§ Kaynak Metin:
Bütün bu tartışmalardan bu sonuçları çıkarttık. Böylece başaran bir özgürlük militanı olunabileceğine dair kendimize olan inancımız, güvenimiz gelişti. Bu temelde sorgulamayı daha da somutlaştırdık, derinleştirdik; kendi gerçeğimizde yakın hale getirdik. Bunu genelde savaş, özelde Devrimci Halk Savaşı teorisini, stratejini, tarz ve taktiklerini, pratik uygulama durumumuzu değerlendirerek yaptık. Devrimci Halk Savaşı’nın kırda, dağlık alanda uygulanma düzeyi kadar, ovalarda, kentlerde pratikleştirme düzeyini de tartıştık, değerlendirdik. Niçin savaş oluyor, nasıl olacak, bu savaşa kim öncülük edecek, kim yürütecek, savaş içinde kim, hangi düzeylerde katılım gösterecek? Böyle bir savaşı başarıya götürecek ilke ve amaçlar neler? Böyle bir savaşın yıkmak istediği, kurmak istediği ne? Savaşta başaran, kazandıran, kaybettiren tarz ne? Bu konuda genel olarak duruşumuz, pratiğimiz neyi ifade ediyor? Kırda Devrimci Halk Savaşı stratejisinin pratik gereklerini ne kadar yerine getiriyoruz, bunu ovaya şehre ne kadar yayıyoruz? Yaptıklarımız ne kadar başarı kazandırıyor, ne kadar kaybettiriyor. Yaptıklarımız, yapmamız gerekenlerin ne kadarı oluyor? Ne kadarını yapamamışız, neden? Engeller neler, zorluklar neler? Nereden kaynaklanıyor? Bunları sorguladık. Dördüncü stratejik dönem diye ifade ettiğimiz Devrimci Halk Savaşı stratejisinde başarı elde edebilmek için yürütmemiz gereken en temel görevin ne kadar doğru anlaşılıp ele alınarak başarılı, yeterli bir biçimde uygulanıp uygulanmadığını sorguladık. Bu temelde genel hareketimizin Devrimci Halk Savaş stratejisinin uygulanmasına yaklaşımının ne olduğunu sorgulamak kadar, özel olarak da gerilla güçlerinin, HPG ve YJA Star kuvvetlerinin mücadeleye, Devrimci Halk Savaşı’na öncülük etmekle yükümlü olan, misyon sahibi olan güçlerin bu işi ne kadar anlayıp, ne kadar yerinde ve zamanında doğru ve başarılı bir biçimde uygulayabildiklerini, bunları ne kadar yapamadıklarını sorguladık. 2010 yılında ne oldu, 2011 yılında ne oldu, 2012 yılında gidişat nasıldır? 2010’dan önceki süreçler nelerdi? Neden Dördüncü Stratejik Dönemin bu biçimde gelişmesine ihtiyaç oldu. Bu bir zorunluluk muydu, yoksa başka nedenlere dayalı olarak mı bu durum ortaya çıktı, gelişti? Dördüncü Stratejik Dönemin Devrimci Halk Savaşı olması önlenebilir miydi, önlenemez miydi? Önlenmemiş olması bize ne kaybettiriyor, ne kazandırıyor? Özgürlük Mücadelesi açısından başarı grafiğimizi nasıl gösteriyor?

§ Alıştırma: Kaynak metinde "Bütün bu tartışmalardan" diye başlayan paragrafı, ana bilgilerini koruyarak daha kısa biçimde yeniden yazın.

§ Veri Kesitleri:

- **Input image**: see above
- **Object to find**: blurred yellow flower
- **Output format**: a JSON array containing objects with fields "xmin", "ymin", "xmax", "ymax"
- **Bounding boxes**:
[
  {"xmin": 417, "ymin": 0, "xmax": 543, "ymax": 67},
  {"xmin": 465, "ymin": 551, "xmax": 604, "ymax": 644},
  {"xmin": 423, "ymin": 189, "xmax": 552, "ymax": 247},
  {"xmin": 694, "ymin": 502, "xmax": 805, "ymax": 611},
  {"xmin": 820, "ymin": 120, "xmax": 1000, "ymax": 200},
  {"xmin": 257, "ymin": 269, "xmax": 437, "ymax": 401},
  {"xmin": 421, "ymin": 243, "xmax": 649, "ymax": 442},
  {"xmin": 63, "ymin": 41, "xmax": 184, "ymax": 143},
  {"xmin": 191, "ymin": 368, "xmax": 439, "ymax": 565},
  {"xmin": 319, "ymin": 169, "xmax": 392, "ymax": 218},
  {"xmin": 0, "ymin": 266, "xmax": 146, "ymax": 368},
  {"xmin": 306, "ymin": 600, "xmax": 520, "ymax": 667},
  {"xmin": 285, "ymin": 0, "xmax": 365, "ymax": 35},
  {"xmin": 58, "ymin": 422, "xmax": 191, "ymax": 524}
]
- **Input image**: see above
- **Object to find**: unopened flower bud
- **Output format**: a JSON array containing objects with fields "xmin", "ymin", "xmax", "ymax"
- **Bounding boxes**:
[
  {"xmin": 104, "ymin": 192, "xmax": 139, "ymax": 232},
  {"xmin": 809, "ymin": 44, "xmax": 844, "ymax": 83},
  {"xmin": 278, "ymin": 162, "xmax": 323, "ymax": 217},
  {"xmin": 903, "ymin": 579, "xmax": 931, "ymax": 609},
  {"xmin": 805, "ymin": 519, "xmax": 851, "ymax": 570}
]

§ Çıktı: Tartışmalardan çıkarılan sonuçlar, başaran bir özgürlük militanı olunabileceğine dair inancı ve güveni geliştirdi. Bu temelde sorgulama somutlaştırıldı ve derinleştirildi. Savaş genel olarak ele alındı. Devrimci Halk Savaşı ise teorisi, stratejisi, tarz ve taktikleri ve pratik uygulaması açısından değerlendirildi. Bu savaşın kırda ve dağlık alanda olduğu kadar ovalarda ve kentlerde uygulanma düzeyi de tartışıldı. Savaşın nedeni ve yürütülüş biçimi sorgulandı. Savaşa kimin öncülük edeceği, kimin katılacağı, ilke ve amaçlarının neler olduğu da soruldu. Savaşın neyi yıkıp neyi kurmak istediği, hangi tarzın kazandırıp kaybettirdiği ve yapılanların yeterli olup olmadığı ele alındı. Engeller ve zorluklar da sorgulandı. Dördüncü stratejik dönemin temel görevinin doğru anlaşılıp başarıyla uygulanıp uygulanmadığı soruldu. Genel hareketin ve öncülükle yükümlü HPG ve YJA Star güçlerinin bunu ne kadar yerinde ve zamanında uygulayabildiği de sorgulandı. Ayrıca 2010, 2011 ve 2012'deki gidişat ile 2010 öncesi süreçler ele alındı. Bu dönemin neden Devrimci Halk Savaşı biçiminde geliştiği ve bunun önlenip önlenemeyeceği soruldu. Bunun kazanç, kayıp ve başarı grafiği açısından ne ifade ettiği de sorgulandı.